* Work required *
Output as a JSON array of strings the lines below, from the line containing "target: polished wood surface" up to and including the line containing "1L47 12L47 128L76". Use one string per line and leave out blank lines.
** begin Dataset **
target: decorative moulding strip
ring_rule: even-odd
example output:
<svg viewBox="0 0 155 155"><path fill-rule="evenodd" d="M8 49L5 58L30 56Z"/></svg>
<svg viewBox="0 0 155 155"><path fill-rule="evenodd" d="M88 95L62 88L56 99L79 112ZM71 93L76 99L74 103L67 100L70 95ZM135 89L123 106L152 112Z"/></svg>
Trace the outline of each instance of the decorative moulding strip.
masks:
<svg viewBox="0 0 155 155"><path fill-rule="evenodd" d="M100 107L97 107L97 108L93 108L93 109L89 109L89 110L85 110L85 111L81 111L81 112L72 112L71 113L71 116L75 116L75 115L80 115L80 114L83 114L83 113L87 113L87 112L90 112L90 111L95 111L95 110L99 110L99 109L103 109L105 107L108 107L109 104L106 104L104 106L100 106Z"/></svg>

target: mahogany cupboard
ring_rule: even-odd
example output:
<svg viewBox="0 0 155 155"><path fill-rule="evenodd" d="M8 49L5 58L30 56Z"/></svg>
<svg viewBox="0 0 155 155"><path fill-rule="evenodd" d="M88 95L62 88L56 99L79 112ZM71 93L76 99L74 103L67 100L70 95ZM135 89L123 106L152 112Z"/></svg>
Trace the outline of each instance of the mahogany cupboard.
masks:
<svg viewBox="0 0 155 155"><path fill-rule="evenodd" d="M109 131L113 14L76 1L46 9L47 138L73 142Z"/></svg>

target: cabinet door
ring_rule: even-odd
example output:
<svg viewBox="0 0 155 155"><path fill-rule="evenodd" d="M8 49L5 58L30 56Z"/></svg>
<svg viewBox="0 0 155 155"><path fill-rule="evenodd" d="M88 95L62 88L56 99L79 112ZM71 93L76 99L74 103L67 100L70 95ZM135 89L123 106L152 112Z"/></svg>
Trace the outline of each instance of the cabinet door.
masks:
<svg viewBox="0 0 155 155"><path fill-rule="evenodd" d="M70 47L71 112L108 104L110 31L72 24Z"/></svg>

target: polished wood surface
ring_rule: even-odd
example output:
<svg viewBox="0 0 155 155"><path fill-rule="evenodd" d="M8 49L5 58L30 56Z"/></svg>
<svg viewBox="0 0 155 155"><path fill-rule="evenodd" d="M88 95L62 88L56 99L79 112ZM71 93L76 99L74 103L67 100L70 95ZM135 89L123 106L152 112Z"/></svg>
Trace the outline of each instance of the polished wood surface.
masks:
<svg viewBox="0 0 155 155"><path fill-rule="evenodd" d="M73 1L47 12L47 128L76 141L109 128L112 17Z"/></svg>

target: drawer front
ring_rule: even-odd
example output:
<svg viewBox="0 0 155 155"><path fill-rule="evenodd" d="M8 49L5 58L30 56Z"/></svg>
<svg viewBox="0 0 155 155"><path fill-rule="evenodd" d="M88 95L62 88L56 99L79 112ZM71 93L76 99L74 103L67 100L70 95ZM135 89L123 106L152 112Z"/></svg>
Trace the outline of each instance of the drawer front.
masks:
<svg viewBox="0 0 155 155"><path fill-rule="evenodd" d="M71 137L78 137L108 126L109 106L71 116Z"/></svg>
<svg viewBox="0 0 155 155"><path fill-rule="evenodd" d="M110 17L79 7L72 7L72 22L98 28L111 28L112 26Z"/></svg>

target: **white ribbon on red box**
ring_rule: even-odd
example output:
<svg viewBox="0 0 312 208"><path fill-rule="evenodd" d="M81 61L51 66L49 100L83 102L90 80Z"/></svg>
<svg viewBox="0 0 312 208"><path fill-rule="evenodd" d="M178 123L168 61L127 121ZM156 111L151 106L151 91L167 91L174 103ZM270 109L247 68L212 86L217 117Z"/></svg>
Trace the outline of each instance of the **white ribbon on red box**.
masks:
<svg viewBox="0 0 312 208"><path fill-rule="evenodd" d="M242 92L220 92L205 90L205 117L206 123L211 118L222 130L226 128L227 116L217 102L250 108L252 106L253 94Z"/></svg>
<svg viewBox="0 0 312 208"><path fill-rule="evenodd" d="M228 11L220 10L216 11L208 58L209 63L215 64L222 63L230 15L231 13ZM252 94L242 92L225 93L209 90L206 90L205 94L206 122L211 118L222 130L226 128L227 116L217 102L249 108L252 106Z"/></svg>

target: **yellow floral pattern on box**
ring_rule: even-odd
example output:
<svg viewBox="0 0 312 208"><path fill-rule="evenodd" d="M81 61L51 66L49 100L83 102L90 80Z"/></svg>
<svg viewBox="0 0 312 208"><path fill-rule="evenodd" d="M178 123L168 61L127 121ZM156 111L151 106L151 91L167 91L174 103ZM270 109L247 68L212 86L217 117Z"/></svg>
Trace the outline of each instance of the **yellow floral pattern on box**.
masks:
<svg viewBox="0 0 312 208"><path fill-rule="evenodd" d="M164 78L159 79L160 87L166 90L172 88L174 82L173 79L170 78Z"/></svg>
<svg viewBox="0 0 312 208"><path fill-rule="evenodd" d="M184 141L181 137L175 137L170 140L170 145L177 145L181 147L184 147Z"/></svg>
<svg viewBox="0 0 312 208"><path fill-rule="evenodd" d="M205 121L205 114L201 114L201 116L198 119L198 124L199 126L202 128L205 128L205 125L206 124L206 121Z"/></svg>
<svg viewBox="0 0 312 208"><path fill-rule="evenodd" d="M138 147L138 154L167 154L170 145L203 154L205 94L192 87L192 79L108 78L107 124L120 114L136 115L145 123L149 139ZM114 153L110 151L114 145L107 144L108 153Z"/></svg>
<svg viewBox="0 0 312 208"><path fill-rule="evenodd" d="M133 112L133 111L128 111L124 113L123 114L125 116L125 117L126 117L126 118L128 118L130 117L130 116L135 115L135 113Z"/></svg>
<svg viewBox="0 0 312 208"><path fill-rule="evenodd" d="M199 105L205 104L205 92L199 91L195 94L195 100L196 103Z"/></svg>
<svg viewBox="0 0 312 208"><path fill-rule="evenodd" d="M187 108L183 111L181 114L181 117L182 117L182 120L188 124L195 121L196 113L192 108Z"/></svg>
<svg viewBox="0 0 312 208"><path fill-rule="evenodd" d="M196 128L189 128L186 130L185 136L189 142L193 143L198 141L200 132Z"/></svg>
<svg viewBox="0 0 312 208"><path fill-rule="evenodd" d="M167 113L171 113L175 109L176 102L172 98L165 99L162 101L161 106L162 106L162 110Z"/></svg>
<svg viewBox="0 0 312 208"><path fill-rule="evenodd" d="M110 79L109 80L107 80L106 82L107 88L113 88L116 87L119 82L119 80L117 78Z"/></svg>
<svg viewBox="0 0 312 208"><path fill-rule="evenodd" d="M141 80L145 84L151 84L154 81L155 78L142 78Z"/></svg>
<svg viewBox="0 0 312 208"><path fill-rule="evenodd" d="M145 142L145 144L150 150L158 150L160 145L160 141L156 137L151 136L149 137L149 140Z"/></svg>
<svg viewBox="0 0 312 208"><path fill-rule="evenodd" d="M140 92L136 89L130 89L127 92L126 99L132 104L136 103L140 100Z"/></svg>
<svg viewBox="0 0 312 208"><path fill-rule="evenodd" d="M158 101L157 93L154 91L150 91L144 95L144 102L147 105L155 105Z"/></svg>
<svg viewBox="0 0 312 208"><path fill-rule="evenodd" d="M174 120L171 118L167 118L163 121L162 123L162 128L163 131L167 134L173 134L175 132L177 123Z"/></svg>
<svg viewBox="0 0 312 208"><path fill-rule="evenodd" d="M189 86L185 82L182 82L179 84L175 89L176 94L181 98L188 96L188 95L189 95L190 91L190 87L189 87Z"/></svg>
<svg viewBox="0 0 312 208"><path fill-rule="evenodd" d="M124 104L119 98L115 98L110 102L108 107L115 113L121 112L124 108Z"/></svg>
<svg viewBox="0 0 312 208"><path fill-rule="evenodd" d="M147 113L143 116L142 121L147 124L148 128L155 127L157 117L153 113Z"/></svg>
** end Dataset **
* Output below *
[
  "target: polished wood surface",
  "ring_rule: even-odd",
  "example output:",
  "<svg viewBox=\"0 0 155 155\"><path fill-rule=\"evenodd\" d=\"M8 49L5 58L30 56Z\"/></svg>",
  "<svg viewBox=\"0 0 155 155\"><path fill-rule=\"evenodd\" d=\"M88 95L62 88L56 99L79 112ZM71 93L76 99L74 103L67 100L70 95ZM135 89L123 106L152 112Z\"/></svg>",
  "Trace the outline of each instance of the polished wood surface.",
  "masks:",
  "<svg viewBox=\"0 0 155 155\"><path fill-rule=\"evenodd\" d=\"M73 1L47 12L47 128L76 141L109 128L112 17Z\"/></svg>"
]